Object point labels:
--*--
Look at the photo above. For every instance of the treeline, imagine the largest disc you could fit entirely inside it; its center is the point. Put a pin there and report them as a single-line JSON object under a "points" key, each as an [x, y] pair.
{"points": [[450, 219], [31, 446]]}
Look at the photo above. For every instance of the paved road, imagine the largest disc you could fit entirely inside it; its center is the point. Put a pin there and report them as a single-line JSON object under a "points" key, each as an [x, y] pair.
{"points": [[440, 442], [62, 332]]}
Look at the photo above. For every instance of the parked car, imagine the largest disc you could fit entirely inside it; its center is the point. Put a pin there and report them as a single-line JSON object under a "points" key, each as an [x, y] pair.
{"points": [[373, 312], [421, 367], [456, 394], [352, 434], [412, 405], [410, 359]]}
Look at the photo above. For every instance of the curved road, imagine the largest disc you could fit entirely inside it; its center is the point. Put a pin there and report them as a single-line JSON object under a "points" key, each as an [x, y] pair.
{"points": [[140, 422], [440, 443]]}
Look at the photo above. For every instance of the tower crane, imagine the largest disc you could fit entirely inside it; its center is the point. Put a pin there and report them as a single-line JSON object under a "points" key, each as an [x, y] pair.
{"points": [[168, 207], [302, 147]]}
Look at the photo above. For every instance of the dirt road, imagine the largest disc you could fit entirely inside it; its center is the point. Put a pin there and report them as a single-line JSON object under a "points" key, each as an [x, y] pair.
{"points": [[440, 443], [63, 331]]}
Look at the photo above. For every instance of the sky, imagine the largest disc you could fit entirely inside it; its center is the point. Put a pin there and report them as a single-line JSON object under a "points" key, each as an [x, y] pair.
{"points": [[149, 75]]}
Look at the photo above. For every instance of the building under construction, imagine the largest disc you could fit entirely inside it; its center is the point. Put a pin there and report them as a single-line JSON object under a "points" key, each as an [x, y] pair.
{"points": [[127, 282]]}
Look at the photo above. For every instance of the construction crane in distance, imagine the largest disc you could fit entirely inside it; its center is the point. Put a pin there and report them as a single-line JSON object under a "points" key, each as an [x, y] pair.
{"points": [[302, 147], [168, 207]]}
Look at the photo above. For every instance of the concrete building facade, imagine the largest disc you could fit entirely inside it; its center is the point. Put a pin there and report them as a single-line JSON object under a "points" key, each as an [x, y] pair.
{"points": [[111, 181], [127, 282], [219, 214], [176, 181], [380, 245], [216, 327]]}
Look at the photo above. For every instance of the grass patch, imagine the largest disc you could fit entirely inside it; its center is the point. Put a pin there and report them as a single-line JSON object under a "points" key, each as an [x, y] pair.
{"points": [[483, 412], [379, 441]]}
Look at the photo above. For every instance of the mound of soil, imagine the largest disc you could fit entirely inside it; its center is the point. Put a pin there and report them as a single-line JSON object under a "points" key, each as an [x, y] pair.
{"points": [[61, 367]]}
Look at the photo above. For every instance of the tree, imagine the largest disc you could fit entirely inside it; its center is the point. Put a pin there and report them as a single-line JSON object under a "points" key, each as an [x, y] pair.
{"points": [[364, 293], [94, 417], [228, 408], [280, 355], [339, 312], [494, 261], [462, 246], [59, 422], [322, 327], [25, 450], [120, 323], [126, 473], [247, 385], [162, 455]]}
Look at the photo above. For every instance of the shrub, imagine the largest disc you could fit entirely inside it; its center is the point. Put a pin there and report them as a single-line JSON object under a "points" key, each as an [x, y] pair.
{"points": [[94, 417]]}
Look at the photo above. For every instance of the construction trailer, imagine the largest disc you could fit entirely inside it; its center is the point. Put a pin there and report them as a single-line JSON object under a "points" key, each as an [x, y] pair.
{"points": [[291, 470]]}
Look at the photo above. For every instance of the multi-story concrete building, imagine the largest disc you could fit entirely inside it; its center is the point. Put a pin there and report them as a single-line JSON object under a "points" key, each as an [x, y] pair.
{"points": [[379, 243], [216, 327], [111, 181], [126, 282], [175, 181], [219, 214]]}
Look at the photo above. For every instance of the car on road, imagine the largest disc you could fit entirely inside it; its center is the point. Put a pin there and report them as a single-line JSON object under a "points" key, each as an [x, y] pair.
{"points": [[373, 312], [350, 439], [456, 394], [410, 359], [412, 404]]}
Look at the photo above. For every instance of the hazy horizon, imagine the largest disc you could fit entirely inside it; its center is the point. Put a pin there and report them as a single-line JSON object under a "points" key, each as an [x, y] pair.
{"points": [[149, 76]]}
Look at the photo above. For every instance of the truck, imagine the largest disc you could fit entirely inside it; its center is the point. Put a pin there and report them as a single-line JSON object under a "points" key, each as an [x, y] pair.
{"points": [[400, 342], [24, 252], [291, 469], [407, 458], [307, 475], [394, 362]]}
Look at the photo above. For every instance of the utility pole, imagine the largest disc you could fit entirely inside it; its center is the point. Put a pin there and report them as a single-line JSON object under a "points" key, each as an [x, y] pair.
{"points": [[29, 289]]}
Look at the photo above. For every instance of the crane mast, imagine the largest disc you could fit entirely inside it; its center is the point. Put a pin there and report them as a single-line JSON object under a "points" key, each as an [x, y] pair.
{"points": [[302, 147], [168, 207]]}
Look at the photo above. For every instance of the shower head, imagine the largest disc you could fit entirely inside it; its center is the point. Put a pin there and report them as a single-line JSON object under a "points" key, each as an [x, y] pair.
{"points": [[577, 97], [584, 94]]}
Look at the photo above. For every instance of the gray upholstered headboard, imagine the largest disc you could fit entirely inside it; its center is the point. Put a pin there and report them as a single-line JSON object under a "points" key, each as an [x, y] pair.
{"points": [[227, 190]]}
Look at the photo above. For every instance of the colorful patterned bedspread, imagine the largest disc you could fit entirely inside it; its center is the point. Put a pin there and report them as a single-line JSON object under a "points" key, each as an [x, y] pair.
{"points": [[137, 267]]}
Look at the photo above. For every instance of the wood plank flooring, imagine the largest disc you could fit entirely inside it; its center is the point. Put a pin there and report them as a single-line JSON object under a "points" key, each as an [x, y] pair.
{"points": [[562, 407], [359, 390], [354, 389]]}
--*--
Can you quote, word for word, the rows from the one containing "Look at the photo above. For every instance of the shower" through the last row above, both included?

WRITTEN ANSWER:
Look at the photo above. For every instance of the shower head, imagine the largest disc you could fit entirely inside it; its center is the point. Put a pin there and report them as a single-line JSON object under a "points" key, each as an [x, y] pair.
{"points": [[577, 97], [584, 94]]}
Look at the photo above. For every instance of the gray upholstered headboard, imagine the largest disc you could fit entirely inside it; its center is the point. Put a pin there and report them as a single-line JSON object under a "points" key, each as an [x, y] pair.
{"points": [[227, 190]]}
Look at the photo above. For every instance of the colorful patterned bedspread, imagine the largest disc you could fit entirely inside it; its center is the point. Put a pin there and report them as a single-line JSON object under a "points" key, each as an [x, y] pair.
{"points": [[137, 267]]}
Look at the photo above. For every instance of the wood plank flooring, imagine the largest disc you could fit entirely inside it; its center is the point. Put a pin there and report them as a single-line JSON object under a "points" key, each as an [x, y] pair.
{"points": [[562, 407], [359, 390], [354, 389]]}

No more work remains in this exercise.